● **PASSAGE PROVIDED**
Abstract Nonsense

A place for musings, observations, design notes, code snippets - my thought gists.

Activation functions and empiricism

In deep learning literature, there’s a veritable menagerie of different activation functions that are commonly employed betwixt layers. Proponents of one or another class of functions will usually proffer up some rationalisation for what makes their choice grounded: differentiability, smoothness, computational complexity, numerical stability, concision…

Today I was reading through GLU Variants Improve Transformer by Noam Shazeer (also of Attention is all you need fame) and came across this gem of empiricism:

We have extended the GLU family of layers and proposed their use in Transformer. In a transfer-learning setup, the new variants seem to produce better perplexities for the de-noising objective used in pre-training, as well as better results on many downstream language-understanding tasks. These architectures are simple to implement, and have no apparent computational drawbacks. We offer no explanation as to why these architectures seem to work; we attribute their success, as all else, to divine benevolence.

Well, I appreciate the honesty.

● **EXERCISE TASKS**
(1) Shorten the paragraph in the activation functions post that begins "In deep learning literature" while keeping its main facts.
(2) In the activation functions post, what does the quoted paper say its architectures' success is due to?
The data that comes next is separate material, unrelated to the post on activation functions.

● **RECORD EXCERPTS**
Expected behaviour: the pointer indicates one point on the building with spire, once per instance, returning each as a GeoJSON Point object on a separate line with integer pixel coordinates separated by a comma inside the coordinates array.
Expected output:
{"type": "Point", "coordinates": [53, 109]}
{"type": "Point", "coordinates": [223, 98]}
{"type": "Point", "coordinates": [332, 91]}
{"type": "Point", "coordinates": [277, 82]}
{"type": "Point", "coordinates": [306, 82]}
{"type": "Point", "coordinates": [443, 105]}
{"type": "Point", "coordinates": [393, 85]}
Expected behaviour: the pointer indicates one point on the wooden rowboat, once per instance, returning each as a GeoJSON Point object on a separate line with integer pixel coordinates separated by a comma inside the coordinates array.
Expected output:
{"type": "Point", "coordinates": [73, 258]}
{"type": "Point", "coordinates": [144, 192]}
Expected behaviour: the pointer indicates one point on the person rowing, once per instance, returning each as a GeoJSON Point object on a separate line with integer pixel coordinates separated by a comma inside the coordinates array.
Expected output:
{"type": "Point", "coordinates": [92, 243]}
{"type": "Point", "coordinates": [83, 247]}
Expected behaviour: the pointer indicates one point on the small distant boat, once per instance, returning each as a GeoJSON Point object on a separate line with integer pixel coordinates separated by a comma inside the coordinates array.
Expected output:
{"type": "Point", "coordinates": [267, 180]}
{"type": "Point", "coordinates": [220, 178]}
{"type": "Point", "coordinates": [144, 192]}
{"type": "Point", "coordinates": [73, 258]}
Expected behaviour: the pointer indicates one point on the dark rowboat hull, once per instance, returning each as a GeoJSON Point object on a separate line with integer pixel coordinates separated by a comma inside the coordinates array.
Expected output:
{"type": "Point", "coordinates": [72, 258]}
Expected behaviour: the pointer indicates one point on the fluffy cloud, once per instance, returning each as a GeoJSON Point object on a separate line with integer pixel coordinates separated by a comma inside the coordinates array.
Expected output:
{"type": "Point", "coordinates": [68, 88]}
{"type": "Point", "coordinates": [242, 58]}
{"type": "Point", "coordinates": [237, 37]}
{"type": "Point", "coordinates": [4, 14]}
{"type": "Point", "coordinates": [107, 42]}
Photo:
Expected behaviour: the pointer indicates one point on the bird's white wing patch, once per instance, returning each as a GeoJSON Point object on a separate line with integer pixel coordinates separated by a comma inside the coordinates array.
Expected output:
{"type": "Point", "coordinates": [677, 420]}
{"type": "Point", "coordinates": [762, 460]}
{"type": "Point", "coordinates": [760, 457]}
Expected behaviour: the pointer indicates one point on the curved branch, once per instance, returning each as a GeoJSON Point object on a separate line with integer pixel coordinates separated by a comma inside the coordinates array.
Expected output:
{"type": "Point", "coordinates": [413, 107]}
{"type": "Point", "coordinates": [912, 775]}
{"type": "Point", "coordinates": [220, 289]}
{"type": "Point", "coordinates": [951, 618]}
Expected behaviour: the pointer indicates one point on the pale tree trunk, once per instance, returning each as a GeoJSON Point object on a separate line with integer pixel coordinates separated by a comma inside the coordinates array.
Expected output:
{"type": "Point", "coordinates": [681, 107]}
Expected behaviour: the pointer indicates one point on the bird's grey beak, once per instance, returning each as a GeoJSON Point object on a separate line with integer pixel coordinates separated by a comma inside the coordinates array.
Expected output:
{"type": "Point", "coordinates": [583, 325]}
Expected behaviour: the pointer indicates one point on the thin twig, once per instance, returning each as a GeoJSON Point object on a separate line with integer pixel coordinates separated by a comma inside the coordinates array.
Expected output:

● **ACTIVITY ANSWERS**
(1) Deep learning literature uses many activation functions between layers, and supporters of each usually justify their choice by citing differentiability, smoothness, computational complexity, numerical stability, or concision.

(2) Divine benevolence, as with all else.